*** Opening MATERIAL FOR THIS EXERCISE ***
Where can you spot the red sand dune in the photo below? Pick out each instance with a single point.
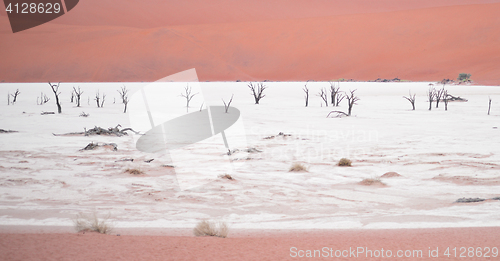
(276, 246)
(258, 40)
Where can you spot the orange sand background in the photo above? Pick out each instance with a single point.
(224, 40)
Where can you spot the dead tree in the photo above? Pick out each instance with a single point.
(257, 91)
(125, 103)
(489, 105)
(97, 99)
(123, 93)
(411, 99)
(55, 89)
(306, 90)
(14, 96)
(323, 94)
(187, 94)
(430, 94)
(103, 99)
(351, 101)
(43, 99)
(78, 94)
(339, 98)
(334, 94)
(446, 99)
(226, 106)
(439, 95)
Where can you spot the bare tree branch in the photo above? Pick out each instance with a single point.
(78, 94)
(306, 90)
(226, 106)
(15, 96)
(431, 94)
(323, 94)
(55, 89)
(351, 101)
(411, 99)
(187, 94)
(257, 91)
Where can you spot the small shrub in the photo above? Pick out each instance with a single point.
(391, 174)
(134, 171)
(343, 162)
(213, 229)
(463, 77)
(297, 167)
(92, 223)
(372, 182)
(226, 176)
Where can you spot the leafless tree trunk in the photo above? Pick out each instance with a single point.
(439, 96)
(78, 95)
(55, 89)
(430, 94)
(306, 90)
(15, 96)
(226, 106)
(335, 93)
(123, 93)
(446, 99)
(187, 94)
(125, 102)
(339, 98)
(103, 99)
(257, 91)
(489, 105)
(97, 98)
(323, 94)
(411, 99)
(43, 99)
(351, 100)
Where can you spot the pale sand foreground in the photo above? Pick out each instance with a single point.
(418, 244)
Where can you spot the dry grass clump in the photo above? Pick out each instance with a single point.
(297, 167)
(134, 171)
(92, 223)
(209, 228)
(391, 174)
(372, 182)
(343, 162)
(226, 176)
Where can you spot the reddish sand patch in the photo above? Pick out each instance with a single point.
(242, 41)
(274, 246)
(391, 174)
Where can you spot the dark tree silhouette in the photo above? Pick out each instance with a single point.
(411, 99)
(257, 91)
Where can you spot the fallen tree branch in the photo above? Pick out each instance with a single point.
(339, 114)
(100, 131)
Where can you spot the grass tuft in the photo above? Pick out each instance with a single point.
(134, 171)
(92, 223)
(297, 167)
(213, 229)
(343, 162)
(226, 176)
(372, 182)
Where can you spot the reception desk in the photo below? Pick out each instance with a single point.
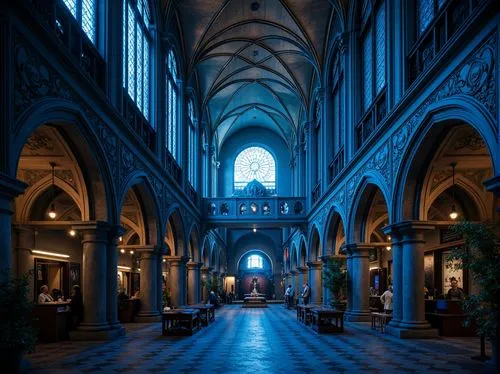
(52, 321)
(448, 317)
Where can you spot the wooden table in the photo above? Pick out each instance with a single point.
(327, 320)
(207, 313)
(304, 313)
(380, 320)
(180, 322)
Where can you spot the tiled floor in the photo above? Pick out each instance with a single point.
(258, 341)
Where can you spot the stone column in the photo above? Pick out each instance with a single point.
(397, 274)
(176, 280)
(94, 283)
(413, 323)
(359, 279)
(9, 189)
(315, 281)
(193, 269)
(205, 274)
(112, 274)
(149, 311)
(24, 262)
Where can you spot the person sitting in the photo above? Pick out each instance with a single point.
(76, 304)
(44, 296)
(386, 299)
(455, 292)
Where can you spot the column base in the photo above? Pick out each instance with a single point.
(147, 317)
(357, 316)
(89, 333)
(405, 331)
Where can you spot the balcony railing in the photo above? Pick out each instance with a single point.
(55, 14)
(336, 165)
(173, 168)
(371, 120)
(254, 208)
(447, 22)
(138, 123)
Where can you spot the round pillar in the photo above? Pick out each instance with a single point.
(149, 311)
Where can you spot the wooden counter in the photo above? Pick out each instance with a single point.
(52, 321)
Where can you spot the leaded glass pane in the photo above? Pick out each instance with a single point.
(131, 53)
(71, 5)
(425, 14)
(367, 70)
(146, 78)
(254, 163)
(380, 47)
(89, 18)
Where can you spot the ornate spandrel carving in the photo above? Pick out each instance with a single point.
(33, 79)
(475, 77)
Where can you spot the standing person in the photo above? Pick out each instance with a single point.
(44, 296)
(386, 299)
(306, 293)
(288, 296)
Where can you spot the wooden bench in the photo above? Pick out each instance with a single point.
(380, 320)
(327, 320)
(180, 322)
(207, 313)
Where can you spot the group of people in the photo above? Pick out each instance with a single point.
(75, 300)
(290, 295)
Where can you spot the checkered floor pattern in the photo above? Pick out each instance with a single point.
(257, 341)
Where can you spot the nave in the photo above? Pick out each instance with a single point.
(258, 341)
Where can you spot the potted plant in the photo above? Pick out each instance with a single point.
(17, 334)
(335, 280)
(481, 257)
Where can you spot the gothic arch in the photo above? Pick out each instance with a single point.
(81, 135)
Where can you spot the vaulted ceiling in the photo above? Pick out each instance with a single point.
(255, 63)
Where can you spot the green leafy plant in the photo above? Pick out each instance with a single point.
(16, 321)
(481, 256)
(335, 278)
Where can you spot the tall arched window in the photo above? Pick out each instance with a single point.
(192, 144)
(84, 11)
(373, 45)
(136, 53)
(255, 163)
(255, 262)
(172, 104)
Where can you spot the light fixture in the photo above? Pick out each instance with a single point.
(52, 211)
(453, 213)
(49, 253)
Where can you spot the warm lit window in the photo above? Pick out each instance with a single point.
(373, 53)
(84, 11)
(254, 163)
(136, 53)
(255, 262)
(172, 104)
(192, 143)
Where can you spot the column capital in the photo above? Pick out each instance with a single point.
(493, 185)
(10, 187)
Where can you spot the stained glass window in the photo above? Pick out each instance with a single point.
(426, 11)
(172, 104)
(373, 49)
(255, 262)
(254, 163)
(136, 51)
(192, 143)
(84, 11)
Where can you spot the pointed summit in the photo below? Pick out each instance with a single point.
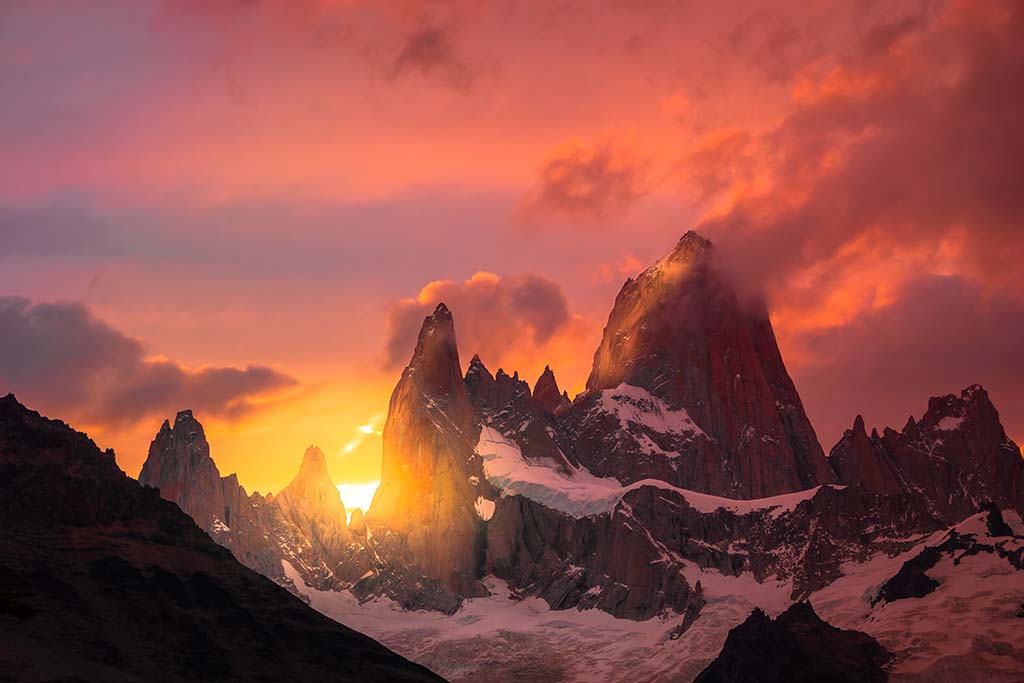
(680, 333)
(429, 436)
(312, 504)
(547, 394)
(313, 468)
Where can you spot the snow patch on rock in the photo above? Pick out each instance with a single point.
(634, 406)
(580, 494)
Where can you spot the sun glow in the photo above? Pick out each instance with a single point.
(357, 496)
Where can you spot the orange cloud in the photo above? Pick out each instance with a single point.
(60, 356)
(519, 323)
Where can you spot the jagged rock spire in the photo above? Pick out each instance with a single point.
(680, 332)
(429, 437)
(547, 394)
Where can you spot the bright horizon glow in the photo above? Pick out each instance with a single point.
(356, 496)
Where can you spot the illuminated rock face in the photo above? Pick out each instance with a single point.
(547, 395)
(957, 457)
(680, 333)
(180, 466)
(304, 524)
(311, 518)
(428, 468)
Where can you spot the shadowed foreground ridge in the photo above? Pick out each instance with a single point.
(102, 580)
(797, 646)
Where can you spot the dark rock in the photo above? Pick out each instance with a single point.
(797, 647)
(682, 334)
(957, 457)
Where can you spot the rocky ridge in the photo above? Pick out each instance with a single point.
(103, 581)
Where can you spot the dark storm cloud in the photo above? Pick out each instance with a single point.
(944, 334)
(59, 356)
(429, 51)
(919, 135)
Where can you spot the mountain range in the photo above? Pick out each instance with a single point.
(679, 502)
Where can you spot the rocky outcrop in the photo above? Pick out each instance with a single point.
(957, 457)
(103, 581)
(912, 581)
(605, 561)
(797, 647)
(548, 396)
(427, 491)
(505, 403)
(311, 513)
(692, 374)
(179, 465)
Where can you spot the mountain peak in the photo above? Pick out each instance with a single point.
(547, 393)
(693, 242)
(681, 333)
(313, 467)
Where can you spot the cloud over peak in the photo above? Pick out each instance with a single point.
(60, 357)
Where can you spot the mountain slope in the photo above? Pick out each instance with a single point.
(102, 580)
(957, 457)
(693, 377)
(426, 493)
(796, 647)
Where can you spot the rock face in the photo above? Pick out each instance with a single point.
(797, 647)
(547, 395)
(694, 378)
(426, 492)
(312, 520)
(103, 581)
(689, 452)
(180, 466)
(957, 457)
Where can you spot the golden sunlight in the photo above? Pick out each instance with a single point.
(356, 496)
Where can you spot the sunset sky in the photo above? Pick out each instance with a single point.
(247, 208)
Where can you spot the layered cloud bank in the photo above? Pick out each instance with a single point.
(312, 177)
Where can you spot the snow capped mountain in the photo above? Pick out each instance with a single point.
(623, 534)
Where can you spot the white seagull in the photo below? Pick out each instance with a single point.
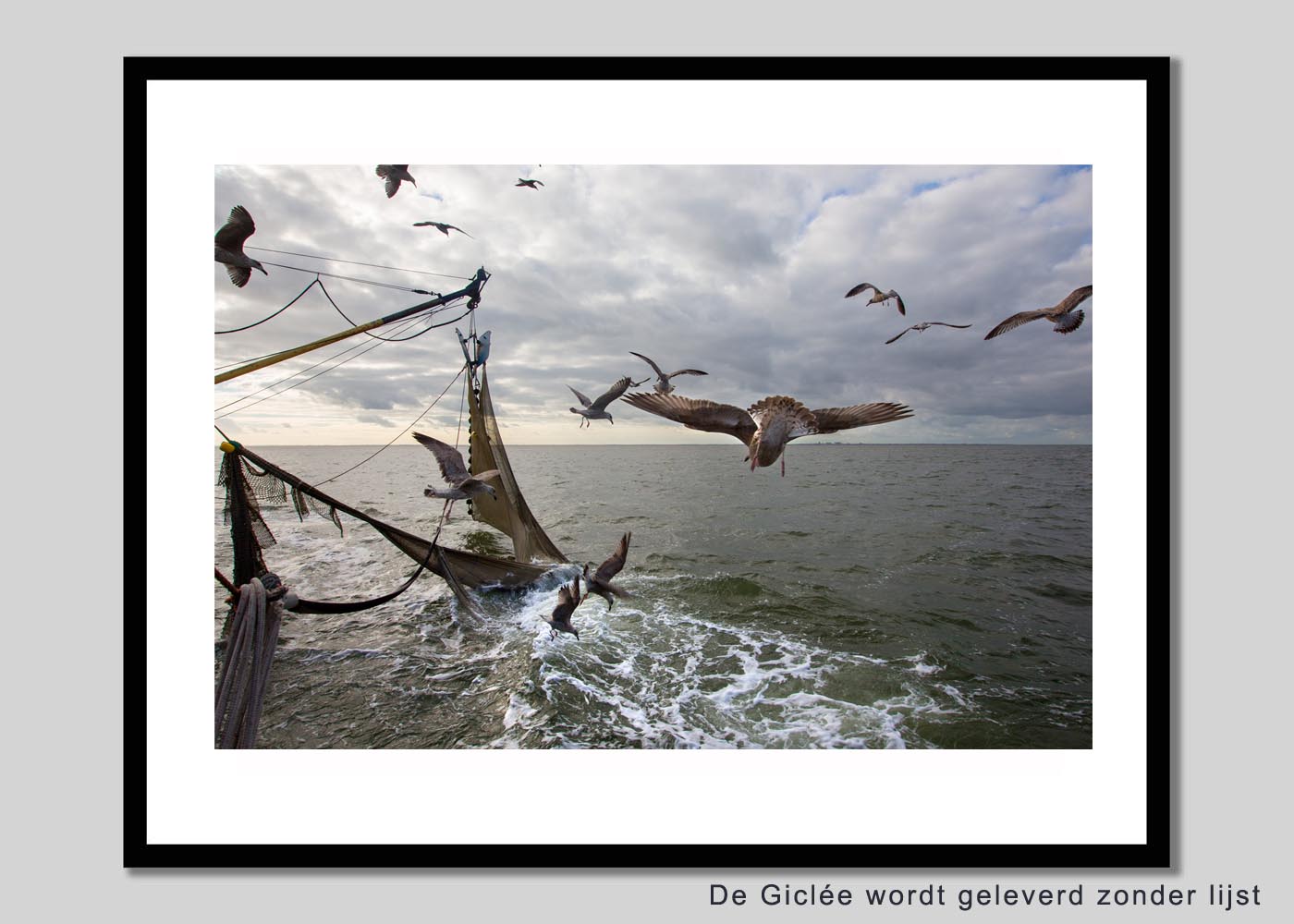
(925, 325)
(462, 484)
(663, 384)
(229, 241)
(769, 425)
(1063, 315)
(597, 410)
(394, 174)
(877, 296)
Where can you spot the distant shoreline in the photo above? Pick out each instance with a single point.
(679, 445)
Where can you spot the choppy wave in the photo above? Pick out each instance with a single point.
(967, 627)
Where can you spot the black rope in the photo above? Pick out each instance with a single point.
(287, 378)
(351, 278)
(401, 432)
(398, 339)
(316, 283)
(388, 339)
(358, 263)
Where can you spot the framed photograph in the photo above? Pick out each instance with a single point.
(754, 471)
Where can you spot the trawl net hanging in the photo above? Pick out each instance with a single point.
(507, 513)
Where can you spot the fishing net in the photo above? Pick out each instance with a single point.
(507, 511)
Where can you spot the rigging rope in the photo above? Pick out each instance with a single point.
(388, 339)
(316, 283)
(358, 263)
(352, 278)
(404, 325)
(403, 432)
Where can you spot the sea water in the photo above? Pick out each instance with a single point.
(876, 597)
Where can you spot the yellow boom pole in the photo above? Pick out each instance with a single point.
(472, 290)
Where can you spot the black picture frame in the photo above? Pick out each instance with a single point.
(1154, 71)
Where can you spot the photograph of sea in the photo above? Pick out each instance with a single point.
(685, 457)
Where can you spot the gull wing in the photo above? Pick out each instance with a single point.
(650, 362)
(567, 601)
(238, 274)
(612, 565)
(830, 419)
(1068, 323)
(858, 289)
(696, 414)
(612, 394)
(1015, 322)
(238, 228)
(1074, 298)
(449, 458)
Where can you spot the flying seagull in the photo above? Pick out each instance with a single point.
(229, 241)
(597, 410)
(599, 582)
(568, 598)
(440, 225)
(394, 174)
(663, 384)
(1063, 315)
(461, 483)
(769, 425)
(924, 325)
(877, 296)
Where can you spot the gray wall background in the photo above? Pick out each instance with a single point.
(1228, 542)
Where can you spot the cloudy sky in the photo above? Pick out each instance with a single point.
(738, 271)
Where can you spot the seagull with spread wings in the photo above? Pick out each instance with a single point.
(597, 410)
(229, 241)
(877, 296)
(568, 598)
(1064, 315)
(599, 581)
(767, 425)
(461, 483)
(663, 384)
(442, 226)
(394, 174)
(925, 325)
*** Closing MATERIAL FOR THIS EXERCISE ***
AIM OF THE EXERCISE ::
Retype, exactly as written, each line from the one that has "Where can you spot the gray" to the bottom of the entries above, and include both of those lines.

TASK SOLUTION ::
Where can you spot the gray wall background in the photo above? Pick out each instance with a single point.
(1228, 542)
Where can you spot the cloudy sky in the photo above? Pick out each instance with a single point.
(738, 271)
Where can you spot the seagull with spread wings in the photo above? Pick out each instance with a single point.
(597, 410)
(229, 241)
(877, 296)
(568, 598)
(1064, 315)
(599, 581)
(767, 425)
(461, 483)
(663, 384)
(442, 226)
(394, 174)
(925, 325)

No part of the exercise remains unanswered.